- _Required action 1_
What age range does the article on taking cats to the vet give for a senior cat?
- _Required action 2_
Continue the article on taking cats to the vet from its final sentence.

- _Supplied passage_
+ + + +

Did you know, 22nd of August is Take Your Cat to the Vet Day? Yeah this means you, pet parents! It’s time to push you, oh so gently, towards thinking about that vital annual ‘wellness’ visit for your cat.The Cat, Mysterious Creature, and Confuser of Humans
You may feel your cat is doing fine, it doesn’t NEED an annual visit. Princess, or Clyde, or Misty bounces around, has fun, and eats like a small tiger, so you don’t need to bother – right? Let us, respectfully, put you right on this idea.
A cat is a master of disguise, you may not find out your cat has a serious infection, a sprain or a lump without a regular vet check. Cats are skilled at hiding illness so a ‘predator’ will not sense weakness. An annual ‘wellness visit’ might catch something and cure it cheaply – rather than cost you thousands of dollars for a serious health issue.
Remember too, the time of cats being “old at 7” are long gone. You are more likely find this approach to cat ageing:
- Kittens – generally up to one year old
- Adult 1 – 7 years old
- Mature 7 – 10
- Senior 11 – 14
- Geriatric 14+
What Happens on a Vet Visit With Your Cat?
If you have never been on a vet visit, you might be worried about what the heck happens. It can seem intimidating, because you don’t know what is going on. Let us tell you what we have learned about vet visits.
With a fur family of our own, we have discovered that vets have very structured examination techniques. Anyone who has been to a vet will see exactly the same thing, all over the world, from here in New Zealand to Paris, France: New York City and all points ‘USA’.
- A Top to Toe exam – looking for lumps and bumps, and anything that does not say ‘healthy cat’ to their trained eye.
- Listen up! Your vet will listen to your cat’s heart and chest carefully for signs of any respiratory issues.
- Focus on the Front – a good look to check the condition of teeth and gums, and breath for potential tummy issues.
- Focus on the Rear – The rectal thermometer is no cat’s favourite but the temperature can indicate possible health issues. Your vet might call for a urine test to check on kidney health. Our Harvey is waiting on the results of this test himself.

+ + + +

- _Entries provided_
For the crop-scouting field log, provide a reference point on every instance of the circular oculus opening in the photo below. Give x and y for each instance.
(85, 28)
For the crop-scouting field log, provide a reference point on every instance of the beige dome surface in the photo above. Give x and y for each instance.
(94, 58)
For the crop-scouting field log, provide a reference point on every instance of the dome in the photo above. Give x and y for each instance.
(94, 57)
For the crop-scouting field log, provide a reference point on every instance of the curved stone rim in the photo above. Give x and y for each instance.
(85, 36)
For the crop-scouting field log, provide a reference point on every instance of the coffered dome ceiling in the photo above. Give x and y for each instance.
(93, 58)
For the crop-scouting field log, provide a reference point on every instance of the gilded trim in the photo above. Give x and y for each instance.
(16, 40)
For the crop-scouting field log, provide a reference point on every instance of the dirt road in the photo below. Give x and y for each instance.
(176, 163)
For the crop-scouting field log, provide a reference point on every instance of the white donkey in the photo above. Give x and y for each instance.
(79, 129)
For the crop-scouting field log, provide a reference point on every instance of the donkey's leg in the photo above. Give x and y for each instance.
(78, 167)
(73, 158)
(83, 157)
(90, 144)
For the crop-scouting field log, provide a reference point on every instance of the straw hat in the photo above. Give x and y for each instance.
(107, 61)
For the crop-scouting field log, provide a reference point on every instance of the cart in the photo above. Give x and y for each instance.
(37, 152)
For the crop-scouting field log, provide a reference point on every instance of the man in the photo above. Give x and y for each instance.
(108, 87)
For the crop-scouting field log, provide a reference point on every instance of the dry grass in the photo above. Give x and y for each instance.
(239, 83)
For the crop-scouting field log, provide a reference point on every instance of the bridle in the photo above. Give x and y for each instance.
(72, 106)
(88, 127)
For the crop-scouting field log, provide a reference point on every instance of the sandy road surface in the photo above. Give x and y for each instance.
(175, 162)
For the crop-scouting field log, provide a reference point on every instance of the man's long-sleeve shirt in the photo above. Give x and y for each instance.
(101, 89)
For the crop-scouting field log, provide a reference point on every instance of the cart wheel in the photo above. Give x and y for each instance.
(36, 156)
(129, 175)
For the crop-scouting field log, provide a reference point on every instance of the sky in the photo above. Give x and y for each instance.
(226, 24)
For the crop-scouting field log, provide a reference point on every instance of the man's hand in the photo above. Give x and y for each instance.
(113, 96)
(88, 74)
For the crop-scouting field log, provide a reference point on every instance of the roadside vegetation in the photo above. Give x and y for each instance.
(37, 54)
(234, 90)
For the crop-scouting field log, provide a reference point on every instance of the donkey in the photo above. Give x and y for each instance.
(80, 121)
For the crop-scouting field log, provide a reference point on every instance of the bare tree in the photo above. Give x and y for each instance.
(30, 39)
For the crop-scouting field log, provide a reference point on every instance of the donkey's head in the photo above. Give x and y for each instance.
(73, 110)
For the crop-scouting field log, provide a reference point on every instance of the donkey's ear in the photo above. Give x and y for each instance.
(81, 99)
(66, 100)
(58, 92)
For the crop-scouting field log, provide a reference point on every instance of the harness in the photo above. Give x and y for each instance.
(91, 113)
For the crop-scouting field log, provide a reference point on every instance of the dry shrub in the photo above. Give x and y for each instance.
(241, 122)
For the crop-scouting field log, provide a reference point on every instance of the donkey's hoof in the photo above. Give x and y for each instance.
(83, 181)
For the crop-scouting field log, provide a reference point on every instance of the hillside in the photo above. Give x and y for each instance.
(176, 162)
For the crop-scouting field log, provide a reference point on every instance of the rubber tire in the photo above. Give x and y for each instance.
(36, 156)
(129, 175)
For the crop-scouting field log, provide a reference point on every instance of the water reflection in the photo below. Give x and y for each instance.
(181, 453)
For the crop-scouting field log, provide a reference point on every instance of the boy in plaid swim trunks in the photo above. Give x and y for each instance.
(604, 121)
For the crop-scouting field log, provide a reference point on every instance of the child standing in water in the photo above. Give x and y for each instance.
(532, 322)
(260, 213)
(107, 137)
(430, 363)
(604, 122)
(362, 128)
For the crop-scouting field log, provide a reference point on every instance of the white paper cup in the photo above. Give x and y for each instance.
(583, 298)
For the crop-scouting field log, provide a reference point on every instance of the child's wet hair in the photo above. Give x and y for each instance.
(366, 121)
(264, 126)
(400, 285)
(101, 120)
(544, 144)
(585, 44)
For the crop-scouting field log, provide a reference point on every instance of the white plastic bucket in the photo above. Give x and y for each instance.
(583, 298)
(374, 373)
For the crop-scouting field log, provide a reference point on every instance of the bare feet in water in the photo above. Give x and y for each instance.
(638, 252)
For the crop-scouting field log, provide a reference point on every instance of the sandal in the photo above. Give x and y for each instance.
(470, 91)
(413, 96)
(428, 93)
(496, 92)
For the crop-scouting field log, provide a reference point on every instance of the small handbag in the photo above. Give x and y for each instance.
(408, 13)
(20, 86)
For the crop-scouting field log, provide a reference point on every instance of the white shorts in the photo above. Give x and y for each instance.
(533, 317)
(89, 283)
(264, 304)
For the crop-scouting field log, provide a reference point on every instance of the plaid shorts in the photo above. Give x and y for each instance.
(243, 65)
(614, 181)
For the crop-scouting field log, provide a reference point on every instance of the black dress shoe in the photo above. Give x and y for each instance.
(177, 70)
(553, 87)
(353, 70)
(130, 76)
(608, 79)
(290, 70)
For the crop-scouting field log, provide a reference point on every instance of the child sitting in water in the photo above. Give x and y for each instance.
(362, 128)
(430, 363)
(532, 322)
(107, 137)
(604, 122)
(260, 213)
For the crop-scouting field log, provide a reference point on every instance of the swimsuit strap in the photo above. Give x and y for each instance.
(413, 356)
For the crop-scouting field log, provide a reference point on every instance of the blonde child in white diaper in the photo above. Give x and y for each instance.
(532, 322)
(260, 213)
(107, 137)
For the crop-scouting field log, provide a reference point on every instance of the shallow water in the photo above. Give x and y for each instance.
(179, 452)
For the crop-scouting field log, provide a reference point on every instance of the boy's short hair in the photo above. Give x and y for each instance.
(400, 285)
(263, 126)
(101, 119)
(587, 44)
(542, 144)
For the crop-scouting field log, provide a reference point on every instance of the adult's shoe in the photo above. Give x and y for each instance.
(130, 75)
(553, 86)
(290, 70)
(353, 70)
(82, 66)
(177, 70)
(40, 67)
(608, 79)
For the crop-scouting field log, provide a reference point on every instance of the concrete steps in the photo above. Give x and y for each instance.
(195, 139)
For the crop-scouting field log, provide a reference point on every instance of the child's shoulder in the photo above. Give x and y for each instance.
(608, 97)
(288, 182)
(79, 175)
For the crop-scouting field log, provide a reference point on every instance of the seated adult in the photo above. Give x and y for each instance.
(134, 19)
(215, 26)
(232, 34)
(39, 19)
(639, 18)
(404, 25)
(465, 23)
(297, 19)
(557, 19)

+ + + +

- _Task result 1_
11 to 14 years old.

- _Task result 2_
Help! Vets Can Be Very Expensive
Vets are as skilled as human doctors, if not more so. You pay for those skills when you visit the vet at their surgery. When researching this post I discovered several unhappy comments accusing the veterinary profession of attempting to maximise profit at the expense of animals. This is a difficult point with no easy answers, but I thought a few tips to help you know where you stand financially with your vet visit might help:
- Ask for a quote from the veterinary office. Tell them your cat is coming for an ‘annual wellness check’. They should be able to give you the vet’s standard kitty check up fee.
- Do you have cat friends? Ask them for veterinary recommendations. A personal recommendation will come from someone who loves and trusts their vet.
- There may be charges for tests. Ask for prices if you need to. Don’t be intimidated. Vets are prepared for questions, then write down the prices they quote.
- Try to find a vet who specialises in cats. This is not always possible, but, your cat will get awesome treatment from someone who lives and breathes ‘cat’.
Heck I’m Scared of the Vet!
- Don’t be. Write down any questions or worries you might have before you go to the surgery.
- Nerves can easily make queries for your vet vanish like smoke, especially if it’s your first visit and you are as nervous as your cat!
- Never be afraid to ask questions, and wait patiently for explanations then if you need to do so, ask for clarification.
- You are paying the vet for their skill and their time, they will respect this, and give the best explanation they can.
Make this the week you take your cat to the vet, and if the budget stretches that far, look into cat insurance too!